Task prompt => For the data below, transcribe the part that opens with the line containing "Where can you spot the glass" and closes with the line containing "Where can you spot the black", exactly and with no pictures.

[Referring expression data]
--- --- ---

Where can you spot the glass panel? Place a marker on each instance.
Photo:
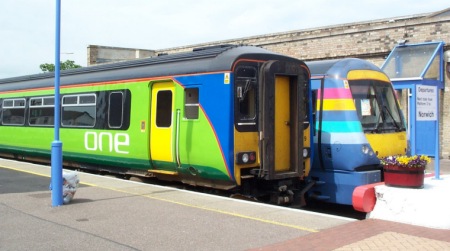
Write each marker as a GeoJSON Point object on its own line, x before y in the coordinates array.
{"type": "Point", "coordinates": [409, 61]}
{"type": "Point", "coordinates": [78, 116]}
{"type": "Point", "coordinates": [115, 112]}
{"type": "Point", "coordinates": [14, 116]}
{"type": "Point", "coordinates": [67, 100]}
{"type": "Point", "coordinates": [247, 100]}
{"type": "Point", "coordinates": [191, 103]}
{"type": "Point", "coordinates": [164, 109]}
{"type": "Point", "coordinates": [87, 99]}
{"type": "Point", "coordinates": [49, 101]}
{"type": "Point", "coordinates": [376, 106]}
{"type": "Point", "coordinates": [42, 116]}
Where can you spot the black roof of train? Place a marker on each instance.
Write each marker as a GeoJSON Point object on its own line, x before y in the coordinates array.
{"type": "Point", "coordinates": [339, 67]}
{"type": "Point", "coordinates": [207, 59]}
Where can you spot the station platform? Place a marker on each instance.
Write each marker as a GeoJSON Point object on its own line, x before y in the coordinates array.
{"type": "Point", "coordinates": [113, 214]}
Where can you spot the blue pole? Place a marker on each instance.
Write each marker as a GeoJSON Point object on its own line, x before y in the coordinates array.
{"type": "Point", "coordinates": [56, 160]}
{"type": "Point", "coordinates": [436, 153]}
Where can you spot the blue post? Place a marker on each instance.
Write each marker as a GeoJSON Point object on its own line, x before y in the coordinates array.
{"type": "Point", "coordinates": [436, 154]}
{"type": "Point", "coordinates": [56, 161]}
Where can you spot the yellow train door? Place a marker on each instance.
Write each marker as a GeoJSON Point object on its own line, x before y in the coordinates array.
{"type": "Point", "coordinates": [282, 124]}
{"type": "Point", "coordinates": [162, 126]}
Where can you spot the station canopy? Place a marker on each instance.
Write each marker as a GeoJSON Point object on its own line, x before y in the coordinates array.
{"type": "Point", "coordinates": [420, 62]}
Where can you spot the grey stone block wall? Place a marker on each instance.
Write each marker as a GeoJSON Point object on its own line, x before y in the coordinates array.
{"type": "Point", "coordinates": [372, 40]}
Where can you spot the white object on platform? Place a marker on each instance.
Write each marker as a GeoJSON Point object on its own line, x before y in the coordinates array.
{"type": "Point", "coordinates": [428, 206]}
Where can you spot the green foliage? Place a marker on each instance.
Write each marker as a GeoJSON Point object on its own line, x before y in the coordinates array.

--- --- ---

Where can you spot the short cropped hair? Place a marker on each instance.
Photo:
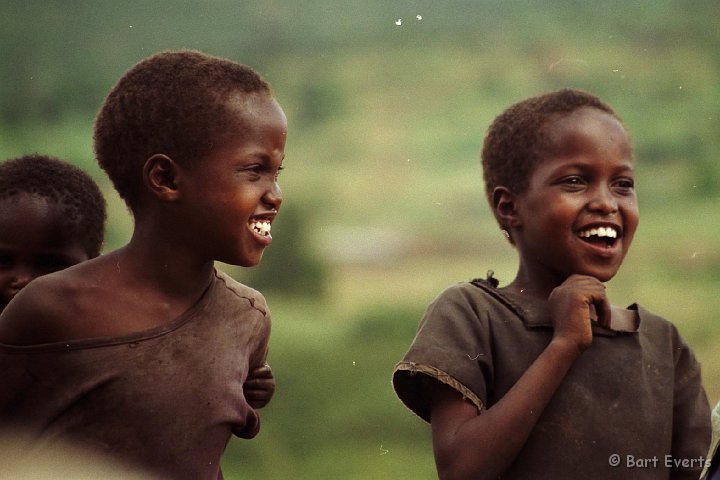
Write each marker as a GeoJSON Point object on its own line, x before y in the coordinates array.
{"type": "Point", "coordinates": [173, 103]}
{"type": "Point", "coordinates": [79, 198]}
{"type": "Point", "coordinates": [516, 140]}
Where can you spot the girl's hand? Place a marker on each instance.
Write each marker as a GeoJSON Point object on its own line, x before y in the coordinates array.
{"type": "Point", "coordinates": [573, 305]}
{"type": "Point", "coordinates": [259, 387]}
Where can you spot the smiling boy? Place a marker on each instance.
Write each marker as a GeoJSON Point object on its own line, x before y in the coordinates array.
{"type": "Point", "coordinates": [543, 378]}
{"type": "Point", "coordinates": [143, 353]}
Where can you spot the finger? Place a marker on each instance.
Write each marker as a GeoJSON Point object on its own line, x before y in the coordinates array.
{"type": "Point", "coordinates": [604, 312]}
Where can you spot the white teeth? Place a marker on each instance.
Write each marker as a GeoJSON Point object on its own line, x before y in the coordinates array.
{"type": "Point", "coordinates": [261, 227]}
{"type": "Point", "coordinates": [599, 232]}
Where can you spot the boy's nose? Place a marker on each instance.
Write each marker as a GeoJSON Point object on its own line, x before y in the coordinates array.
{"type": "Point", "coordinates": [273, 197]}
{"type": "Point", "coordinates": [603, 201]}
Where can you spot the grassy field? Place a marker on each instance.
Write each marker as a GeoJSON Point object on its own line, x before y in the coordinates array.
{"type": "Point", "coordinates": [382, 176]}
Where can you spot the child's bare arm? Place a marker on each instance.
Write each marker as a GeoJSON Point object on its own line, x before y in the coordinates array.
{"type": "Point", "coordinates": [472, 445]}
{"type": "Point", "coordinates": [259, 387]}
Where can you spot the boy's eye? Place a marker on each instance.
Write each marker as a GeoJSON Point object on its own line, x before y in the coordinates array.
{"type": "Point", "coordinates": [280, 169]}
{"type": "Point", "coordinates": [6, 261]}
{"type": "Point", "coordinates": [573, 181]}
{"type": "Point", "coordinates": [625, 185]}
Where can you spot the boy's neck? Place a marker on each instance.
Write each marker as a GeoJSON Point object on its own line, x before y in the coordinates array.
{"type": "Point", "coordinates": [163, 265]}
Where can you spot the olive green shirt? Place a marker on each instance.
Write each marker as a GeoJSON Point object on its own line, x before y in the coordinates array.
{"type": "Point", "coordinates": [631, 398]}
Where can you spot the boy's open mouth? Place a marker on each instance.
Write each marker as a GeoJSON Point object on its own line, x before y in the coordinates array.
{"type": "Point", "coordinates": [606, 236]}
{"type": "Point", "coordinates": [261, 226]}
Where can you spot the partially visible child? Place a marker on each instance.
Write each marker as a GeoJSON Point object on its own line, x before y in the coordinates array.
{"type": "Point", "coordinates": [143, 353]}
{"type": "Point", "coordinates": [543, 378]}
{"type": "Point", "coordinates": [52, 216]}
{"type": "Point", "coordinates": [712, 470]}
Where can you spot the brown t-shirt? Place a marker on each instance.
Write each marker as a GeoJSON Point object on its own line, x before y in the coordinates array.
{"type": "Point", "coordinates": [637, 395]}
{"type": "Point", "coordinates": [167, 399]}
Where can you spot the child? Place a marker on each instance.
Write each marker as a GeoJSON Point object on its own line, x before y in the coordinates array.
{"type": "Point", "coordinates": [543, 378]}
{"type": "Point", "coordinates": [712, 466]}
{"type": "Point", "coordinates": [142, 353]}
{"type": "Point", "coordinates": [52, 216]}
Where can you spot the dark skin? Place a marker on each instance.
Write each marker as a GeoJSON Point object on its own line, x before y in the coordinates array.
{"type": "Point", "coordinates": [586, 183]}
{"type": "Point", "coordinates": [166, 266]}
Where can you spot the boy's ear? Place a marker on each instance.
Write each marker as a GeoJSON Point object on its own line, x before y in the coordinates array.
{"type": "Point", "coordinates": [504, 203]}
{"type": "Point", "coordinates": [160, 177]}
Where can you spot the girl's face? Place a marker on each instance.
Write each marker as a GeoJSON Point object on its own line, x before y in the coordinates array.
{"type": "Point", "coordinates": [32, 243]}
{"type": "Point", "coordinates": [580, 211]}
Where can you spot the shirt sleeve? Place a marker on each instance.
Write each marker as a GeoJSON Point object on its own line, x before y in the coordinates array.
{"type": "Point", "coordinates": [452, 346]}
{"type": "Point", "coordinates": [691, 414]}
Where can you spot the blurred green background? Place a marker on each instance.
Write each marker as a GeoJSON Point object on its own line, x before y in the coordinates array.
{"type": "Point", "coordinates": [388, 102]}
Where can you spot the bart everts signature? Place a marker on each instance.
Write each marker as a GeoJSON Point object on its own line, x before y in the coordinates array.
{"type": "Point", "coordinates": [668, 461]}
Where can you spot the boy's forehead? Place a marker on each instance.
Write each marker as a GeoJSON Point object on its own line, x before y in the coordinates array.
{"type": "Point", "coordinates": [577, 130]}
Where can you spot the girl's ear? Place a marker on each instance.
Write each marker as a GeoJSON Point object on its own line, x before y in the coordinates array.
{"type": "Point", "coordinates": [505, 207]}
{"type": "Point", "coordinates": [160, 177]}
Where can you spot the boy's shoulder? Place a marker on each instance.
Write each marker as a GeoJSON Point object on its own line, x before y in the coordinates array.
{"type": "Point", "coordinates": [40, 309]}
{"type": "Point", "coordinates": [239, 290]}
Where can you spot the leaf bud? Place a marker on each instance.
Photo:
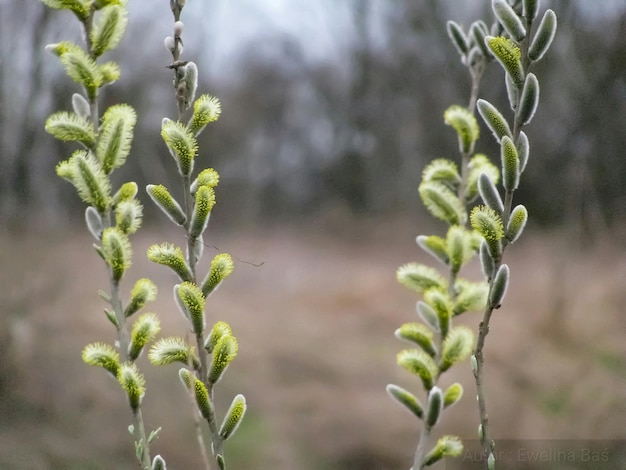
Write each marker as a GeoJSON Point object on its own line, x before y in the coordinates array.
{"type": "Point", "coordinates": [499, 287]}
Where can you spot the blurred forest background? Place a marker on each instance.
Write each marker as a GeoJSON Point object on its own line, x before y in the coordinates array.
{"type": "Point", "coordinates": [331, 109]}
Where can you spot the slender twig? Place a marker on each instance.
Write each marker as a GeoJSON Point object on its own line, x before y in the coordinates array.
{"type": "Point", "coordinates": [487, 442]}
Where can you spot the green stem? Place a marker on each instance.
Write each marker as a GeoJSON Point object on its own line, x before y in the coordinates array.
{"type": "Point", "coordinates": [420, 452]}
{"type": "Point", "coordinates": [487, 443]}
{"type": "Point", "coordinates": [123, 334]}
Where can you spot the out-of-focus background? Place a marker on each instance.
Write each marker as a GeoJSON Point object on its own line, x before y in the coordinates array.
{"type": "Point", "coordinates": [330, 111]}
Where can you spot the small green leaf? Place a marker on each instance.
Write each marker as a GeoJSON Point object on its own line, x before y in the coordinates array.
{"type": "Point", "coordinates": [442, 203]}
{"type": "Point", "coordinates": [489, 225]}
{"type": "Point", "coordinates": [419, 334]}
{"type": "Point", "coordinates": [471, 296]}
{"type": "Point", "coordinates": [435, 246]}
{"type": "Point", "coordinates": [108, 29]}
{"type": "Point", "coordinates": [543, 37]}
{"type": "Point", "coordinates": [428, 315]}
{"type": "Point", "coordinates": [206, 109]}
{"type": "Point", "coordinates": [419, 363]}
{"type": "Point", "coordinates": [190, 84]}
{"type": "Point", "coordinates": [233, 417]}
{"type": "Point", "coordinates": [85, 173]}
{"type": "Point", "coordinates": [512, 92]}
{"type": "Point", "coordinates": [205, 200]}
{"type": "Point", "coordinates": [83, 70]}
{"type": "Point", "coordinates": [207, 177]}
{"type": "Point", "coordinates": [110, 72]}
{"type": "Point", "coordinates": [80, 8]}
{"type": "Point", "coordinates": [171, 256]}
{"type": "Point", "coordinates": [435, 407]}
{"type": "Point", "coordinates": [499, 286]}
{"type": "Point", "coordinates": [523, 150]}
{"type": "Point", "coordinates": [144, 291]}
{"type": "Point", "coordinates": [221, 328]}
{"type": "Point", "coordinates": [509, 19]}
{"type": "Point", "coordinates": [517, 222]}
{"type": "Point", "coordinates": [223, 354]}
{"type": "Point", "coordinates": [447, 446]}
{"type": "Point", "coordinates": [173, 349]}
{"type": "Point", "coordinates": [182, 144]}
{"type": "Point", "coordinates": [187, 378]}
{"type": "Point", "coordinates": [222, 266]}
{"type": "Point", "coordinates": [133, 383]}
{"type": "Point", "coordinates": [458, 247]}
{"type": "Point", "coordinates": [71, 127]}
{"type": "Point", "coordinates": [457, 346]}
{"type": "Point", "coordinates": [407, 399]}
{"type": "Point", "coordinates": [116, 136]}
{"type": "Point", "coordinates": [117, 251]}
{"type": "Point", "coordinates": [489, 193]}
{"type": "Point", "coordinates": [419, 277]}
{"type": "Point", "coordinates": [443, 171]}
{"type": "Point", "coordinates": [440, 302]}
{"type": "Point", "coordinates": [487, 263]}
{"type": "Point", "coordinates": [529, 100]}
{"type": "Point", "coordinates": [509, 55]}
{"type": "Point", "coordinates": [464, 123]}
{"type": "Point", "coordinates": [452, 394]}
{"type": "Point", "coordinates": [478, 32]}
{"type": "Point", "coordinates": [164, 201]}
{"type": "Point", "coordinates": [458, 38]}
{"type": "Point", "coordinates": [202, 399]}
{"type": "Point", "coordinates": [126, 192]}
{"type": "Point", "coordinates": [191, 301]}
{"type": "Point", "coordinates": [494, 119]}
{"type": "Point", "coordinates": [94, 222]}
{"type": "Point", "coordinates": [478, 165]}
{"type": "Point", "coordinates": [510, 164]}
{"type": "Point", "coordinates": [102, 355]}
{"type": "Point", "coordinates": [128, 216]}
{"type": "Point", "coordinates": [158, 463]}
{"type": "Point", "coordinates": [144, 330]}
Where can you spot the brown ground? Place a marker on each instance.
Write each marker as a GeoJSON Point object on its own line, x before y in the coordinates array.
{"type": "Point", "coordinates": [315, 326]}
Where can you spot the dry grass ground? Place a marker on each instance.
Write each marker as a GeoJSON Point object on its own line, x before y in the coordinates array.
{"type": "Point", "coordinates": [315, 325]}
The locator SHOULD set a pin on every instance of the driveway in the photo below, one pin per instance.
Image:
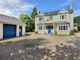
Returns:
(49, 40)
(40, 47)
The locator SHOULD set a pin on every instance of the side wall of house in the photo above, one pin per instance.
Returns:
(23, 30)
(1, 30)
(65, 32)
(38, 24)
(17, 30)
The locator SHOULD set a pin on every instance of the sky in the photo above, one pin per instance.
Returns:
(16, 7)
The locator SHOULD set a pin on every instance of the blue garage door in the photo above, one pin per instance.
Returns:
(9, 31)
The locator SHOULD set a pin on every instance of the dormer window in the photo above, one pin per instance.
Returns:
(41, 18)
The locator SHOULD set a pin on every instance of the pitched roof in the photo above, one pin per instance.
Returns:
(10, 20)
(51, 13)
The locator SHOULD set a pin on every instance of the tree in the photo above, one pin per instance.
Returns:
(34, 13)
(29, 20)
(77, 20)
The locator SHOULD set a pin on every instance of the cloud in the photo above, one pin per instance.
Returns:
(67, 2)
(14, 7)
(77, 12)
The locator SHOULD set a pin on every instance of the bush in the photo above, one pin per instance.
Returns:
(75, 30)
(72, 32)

--- --- ---

Output of the exercise =>
Where can you spot the glass panel? Place a marker on each instance.
Photo:
Write each marker as a GeoJSON Point object on its own line, x before y in the coordinates array.
{"type": "Point", "coordinates": [409, 61]}
{"type": "Point", "coordinates": [78, 116]}
{"type": "Point", "coordinates": [115, 112]}
{"type": "Point", "coordinates": [14, 116]}
{"type": "Point", "coordinates": [67, 100]}
{"type": "Point", "coordinates": [247, 100]}
{"type": "Point", "coordinates": [191, 103]}
{"type": "Point", "coordinates": [164, 109]}
{"type": "Point", "coordinates": [87, 99]}
{"type": "Point", "coordinates": [49, 101]}
{"type": "Point", "coordinates": [376, 106]}
{"type": "Point", "coordinates": [42, 116]}
Where can you spot the black roof of train? Place a marker on each instance.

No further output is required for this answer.